START RECORDS FOR THE TASK

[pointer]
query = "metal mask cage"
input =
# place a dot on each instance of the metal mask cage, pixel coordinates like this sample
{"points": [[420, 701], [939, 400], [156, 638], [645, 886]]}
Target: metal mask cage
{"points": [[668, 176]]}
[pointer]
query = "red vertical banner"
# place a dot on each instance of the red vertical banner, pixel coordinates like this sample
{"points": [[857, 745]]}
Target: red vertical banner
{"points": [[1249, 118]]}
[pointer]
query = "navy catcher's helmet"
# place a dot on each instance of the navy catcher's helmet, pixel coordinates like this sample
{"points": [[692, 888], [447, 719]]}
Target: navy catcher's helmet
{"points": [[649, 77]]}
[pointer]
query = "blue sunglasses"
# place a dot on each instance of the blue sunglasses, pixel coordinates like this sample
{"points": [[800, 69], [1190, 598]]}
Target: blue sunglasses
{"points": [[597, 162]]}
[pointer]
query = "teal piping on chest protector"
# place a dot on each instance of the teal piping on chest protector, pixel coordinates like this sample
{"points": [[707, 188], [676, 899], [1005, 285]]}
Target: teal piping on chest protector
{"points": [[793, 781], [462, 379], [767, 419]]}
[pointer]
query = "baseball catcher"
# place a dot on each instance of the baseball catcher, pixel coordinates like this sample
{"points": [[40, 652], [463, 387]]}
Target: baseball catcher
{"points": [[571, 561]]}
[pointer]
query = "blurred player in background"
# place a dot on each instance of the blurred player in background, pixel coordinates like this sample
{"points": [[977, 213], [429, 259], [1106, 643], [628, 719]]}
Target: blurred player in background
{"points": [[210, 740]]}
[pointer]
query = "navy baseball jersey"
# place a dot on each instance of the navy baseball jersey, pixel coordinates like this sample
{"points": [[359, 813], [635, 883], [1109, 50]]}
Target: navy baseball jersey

END RECORDS FOR THE TASK

**REQUIRED TASK**
Format every line of the records above as a numbered list, leaving out blank lines.

**EXPECTED OUTPUT**
1. [pointer]
2. query = "metal mask cage"
3. input =
4. # place a dot on each instance of the metal mask cage, pixel coordinates like this sample
5. {"points": [[420, 701], [939, 400], [156, 638], [645, 886]]}
6. Target: metal mask cage
7. {"points": [[668, 176]]}
8. [pointer]
9. query = "red vertical banner"
10. # place a dot on each instance of the red vertical banner, pixel coordinates like this sample
11. {"points": [[857, 745]]}
12. Target: red vertical banner
13. {"points": [[1249, 118]]}
14. [pointer]
15. query = "navy catcher's helmet"
16. # place a dot on each instance of the navy catcher's helmet, pixel coordinates like this sample
17. {"points": [[692, 888], [447, 719]]}
18. Target: navy catcher's helmet
19. {"points": [[649, 77]]}
20. [pointer]
21. query = "blue sunglasses"
22. # place a dot on each instance of the blue sunglasses, pixel coordinates like this sample
23. {"points": [[800, 69], [1190, 598]]}
24. Target: blue sunglasses
25. {"points": [[597, 162]]}
26. [pointer]
27. query = "teal piping on chest protector"
28. # place a dot on each instance of the teal piping on chest protector, pixel coordinates like this sample
29. {"points": [[707, 188], [676, 899], [1005, 285]]}
30. Target: teal piping on chest protector
31. {"points": [[793, 781], [462, 379], [767, 419]]}
32. [pointer]
33. query = "baseball catcher"
34. # place a dot on each instance of the baseball catcher, pixel coordinates like this sample
35. {"points": [[40, 652], [463, 387]]}
36. Target: baseball catcher
37. {"points": [[571, 561]]}
38. [pointer]
39. query = "blurred player in background"
40. # place a dot on each instance of the blurred player in background, pixel coordinates like this sample
41. {"points": [[977, 213], [429, 259], [1106, 643], [628, 719]]}
42. Target: blurred player in background
43. {"points": [[210, 740]]}
44. [pointer]
45. query = "navy baseball jersey"
46. # place a dot on each instance of the navy baseball jersey, pixel coordinates like this sample
47. {"points": [[359, 813], [635, 883], [1109, 50]]}
48. Target: navy baseball jersey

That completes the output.